All of the lines below are to be printed again exactly; images are excluded from the output.

[Start of Records]

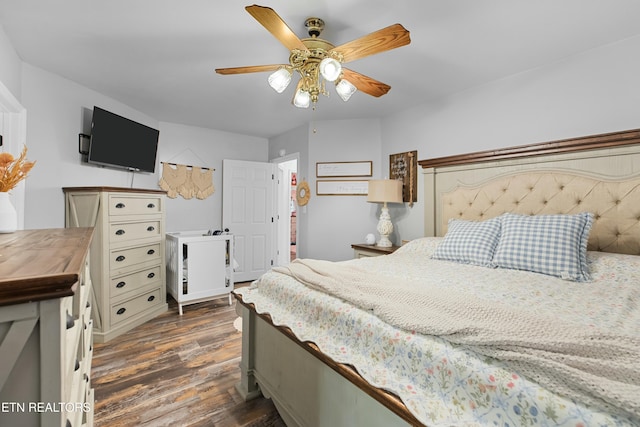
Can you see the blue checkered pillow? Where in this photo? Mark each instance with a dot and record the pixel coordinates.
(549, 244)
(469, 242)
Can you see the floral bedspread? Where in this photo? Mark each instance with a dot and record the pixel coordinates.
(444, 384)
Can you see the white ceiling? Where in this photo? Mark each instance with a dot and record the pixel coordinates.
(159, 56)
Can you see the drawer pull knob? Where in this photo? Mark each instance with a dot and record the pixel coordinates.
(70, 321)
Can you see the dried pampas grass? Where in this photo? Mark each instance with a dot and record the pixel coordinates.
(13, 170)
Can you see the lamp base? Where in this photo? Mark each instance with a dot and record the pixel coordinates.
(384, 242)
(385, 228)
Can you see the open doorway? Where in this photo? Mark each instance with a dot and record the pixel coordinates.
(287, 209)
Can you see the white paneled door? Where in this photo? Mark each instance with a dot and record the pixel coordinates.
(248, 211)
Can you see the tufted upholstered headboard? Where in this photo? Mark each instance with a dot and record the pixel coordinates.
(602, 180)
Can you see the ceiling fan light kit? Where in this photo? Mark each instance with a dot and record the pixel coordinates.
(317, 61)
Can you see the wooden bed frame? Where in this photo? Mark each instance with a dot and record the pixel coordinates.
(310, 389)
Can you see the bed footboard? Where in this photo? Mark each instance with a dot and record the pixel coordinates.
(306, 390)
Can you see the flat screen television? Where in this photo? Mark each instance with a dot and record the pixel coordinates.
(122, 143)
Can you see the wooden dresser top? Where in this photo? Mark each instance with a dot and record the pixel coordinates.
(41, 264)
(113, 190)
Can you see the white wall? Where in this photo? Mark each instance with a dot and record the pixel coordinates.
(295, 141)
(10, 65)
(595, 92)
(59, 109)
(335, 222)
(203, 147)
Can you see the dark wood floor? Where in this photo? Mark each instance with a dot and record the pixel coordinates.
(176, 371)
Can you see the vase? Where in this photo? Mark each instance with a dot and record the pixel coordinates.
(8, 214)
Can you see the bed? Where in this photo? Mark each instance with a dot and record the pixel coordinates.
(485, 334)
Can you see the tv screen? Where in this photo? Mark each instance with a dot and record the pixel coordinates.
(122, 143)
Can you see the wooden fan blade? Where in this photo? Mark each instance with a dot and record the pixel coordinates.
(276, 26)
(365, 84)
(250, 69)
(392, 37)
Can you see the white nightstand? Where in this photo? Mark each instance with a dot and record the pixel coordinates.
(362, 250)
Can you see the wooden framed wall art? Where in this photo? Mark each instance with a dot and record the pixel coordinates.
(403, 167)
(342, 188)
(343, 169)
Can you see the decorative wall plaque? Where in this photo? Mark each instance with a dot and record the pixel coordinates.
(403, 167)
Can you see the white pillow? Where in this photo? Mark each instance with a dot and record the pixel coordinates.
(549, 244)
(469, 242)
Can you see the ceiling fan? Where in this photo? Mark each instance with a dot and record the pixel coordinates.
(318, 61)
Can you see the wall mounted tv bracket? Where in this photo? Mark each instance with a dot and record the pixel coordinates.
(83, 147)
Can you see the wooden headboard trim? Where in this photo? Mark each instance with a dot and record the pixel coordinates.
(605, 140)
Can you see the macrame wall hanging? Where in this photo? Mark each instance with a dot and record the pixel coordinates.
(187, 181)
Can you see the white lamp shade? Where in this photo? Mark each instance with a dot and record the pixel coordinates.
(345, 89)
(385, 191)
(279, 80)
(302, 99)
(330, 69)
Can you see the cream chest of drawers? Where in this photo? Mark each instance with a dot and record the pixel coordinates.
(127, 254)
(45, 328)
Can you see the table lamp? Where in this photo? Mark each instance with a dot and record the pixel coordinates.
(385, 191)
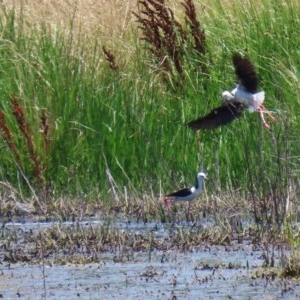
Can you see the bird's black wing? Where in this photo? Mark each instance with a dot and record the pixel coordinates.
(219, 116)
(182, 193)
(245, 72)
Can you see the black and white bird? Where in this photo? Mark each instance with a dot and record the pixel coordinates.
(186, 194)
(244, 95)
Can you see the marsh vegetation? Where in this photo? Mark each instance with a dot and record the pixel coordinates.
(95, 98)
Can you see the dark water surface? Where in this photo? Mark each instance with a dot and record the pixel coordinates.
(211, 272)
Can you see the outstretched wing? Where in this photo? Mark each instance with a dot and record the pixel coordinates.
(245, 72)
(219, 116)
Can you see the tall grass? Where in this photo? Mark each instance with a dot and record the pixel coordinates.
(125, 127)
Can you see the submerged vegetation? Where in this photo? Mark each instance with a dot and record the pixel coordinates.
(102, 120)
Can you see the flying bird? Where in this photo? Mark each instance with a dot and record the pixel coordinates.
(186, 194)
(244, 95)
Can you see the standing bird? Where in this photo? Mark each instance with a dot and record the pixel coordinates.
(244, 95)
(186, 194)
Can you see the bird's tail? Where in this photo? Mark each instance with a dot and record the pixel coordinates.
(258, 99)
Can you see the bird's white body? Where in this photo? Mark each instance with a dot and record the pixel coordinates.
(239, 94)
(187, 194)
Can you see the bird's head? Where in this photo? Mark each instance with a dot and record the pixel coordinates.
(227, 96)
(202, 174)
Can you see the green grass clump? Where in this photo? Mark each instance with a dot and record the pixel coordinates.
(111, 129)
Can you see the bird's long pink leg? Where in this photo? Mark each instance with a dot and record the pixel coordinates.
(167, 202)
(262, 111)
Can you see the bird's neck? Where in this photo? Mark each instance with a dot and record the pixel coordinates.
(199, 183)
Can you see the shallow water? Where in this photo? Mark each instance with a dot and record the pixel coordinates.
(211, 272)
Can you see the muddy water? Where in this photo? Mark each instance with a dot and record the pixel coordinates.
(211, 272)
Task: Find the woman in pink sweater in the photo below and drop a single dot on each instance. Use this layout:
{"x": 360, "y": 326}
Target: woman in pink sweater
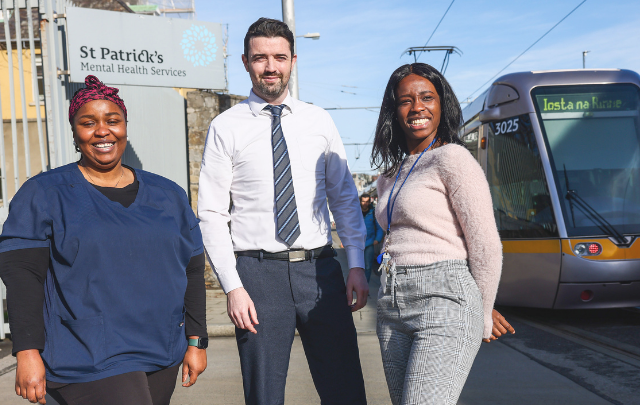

[End of Records]

## [Answer for this exercise]
Can you see the blue checkered pillow? Where in this photo? Mark each instance with a dot and record the pixel coordinates.
(549, 244)
(469, 242)
Can you see the floral bedspread? Where in this photo? Mark each instance with a dot and record the pixel coordinates.
(444, 384)
Can you see the white ceiling? Where in this photo? Mark each instance with a dot and record the pixel coordinates.
(159, 56)
Can you see the drawer pull knob? Where in this photo? Mark each instance with a dot and record the pixel coordinates.
(70, 321)
Can you see the dried pampas grass? Where in this photo? Mark each instance with a dot and record the pixel coordinates.
(13, 170)
Can you see the lamp base? Where in this photo? Mark each instance with a dot and record the pixel coordinates.
(384, 242)
(385, 228)
Can you see the open doorway? Where in this photo? Mark each instance with a dot and record the pixel coordinates.
(287, 209)
Can you see the white paneled door? Where in this photo? Mark each instance with a dot and record the pixel coordinates.
(248, 211)
Can you see the tufted upholstered headboard? Where in this photo? Mark each instance with a dot and record the pixel coordinates.
(602, 180)
Can you see the ceiling fan light kit? Where in this photo? Mark each instance with a dot and record the pixel coordinates.
(317, 61)
Can you see the wooden bed frame? Where in this photo? Mark each instance with a dot and record the pixel coordinates.
(310, 389)
Can you see the bed footboard? Where in this photo? Mark each instance with a dot and record the pixel coordinates.
(306, 390)
Can you see the flat screen television? Where in this photo? Mark each instance with a dot and record the pixel coordinates.
(122, 143)
Can you see the wooden dresser top? Where in this photo? Mark each instance with a dot and record the pixel coordinates.
(41, 264)
(113, 190)
Can you see the white wall? Where in this photo? Mark each instance with a dot and record the pixel coordinates.
(295, 141)
(10, 65)
(595, 92)
(59, 109)
(335, 222)
(203, 147)
Can you see the dark wood floor? Where in this photo? Mark each instance with a dot and record the pixel coordinates.
(176, 371)
Can you see the vase? Where in this photo? Mark each instance with a dot and record the pixel coordinates.
(8, 214)
Can you see the bed? Where in this photo? Mark each instance with a dot and record the pixel coordinates.
(485, 334)
Can you see the tv screen? Where in this photo? Mark each instance with a dot and record the pixel coordinates.
(122, 143)
Can you see the wooden fan blade? Where in this photo? Mark each instance with a dot and record the pixel coordinates.
(276, 26)
(365, 84)
(250, 69)
(392, 37)
Can you see the white nightstand? Where in this photo? Mark each instance with a dot and record the pixel coordinates.
(362, 250)
Can you see the wooden framed wall art? Where in this photo? Mark each instance with a dot and record the pixel coordinates.
(403, 167)
(342, 188)
(343, 169)
Can you see the decorative wall plaque? Where in this photo? Mark each instance with a dot and record the pixel coordinates.
(403, 167)
Can you see the white pillow? Where in this photo? Mark each instance with a dot and record the pixel coordinates.
(549, 244)
(469, 242)
Can you see the ceiling fan? Where in this photo? Mark each instance with a dot and record the pixel coordinates.
(318, 61)
Can you see the wall mounted tv bracket? Where in this photo? Mark each instance with a dot and record the pixel coordinates.
(83, 147)
Can you see the wooden headboard trim? Where in this photo? Mark each instance with a dot and record the pixel coordinates.
(605, 140)
Can you see the macrame wall hanging? Where in this photo? Mark each instance with a dot and record the pixel coordinates.
(187, 181)
Can you see the white lamp shade? Where in this photo? Mark each instance with a dot and record the pixel coordinates.
(345, 89)
(385, 191)
(279, 80)
(302, 99)
(330, 69)
Can you see the cream chest of drawers? Where in this photo? Mark each instance with a dot and record the pixel coordinates.
(127, 254)
(45, 328)
Can you see the table lamp? Where in this photo? Mark each instance with a dot and record the pixel coordinates.
(385, 191)
Can you see the bird's black wing? Where in this photo? Mark each instance with a dot and record the pixel coordinates.
(219, 116)
(182, 193)
(245, 72)
Can you see the black and white bird? Where in this photo? Mark each instance with a dot and record the pixel coordinates.
(186, 194)
(244, 95)
Can you see the marsh vegetation? Where in this photo? Mark each instance with a dot and record the pixel coordinates.
(95, 98)
Can you see the dark water surface? Where in this photo? Mark each instance with a dot and record the pixel coordinates.
(211, 272)
Can you see the outstretched wing? Where in this photo? Mark each instance with a dot and record the pixel coordinates.
(245, 72)
(219, 116)
Can you see the tall grass? Where in this photo? Mark each instance with a dot and record the pixel coordinates.
(125, 127)
Can you see the submerged vegetation? Where in this photo? Mark each instance with a dot and record the pixel coordinates.
(102, 120)
Can you see the flying bird? Where in this photo? Mark each instance with a dot and record the pixel coordinates.
(186, 194)
(244, 95)
Can you see the standing bird? Where in this photo? Mark each instance with a dot and record the pixel coordinates.
(244, 95)
(186, 194)
Can you see the bird's tail? Where in this photo? Mark each instance with a dot and record the pixel coordinates.
(258, 99)
Can you see the bird's white body? Where in this photo? Mark each instance with a dot and record the pixel coordinates.
(239, 94)
(187, 194)
Can you see the bird's head? Where in this photo? Mark each instance with a dot and record the pixel coordinates.
(227, 96)
(202, 174)
Can you see the green grass clump? Where in this photo? Mark each instance with a dot and record the pixel coordinates.
(111, 129)
Can you see the bird's long pink leg? Where in this photo? Mark each instance with a dot and record the pixel coordinates.
(167, 202)
(262, 111)
Can you see the bird's neck? Where in this photo? Mark each instance with a dot and record the pixel coordinates.
(199, 183)
Can you see the shallow water? Where in this photo? Mark each instance with a dot and record the pixel coordinates.
(211, 272)
Can you see the muddy water? Where in this photo? Mark each instance with a dot and record the pixel coordinates.
(211, 272)
Task: Find the woman in pink sweater in the photo below and drop a single dot on each instance. Use this layout:
{"x": 360, "y": 326}
Target: woman in pink sweater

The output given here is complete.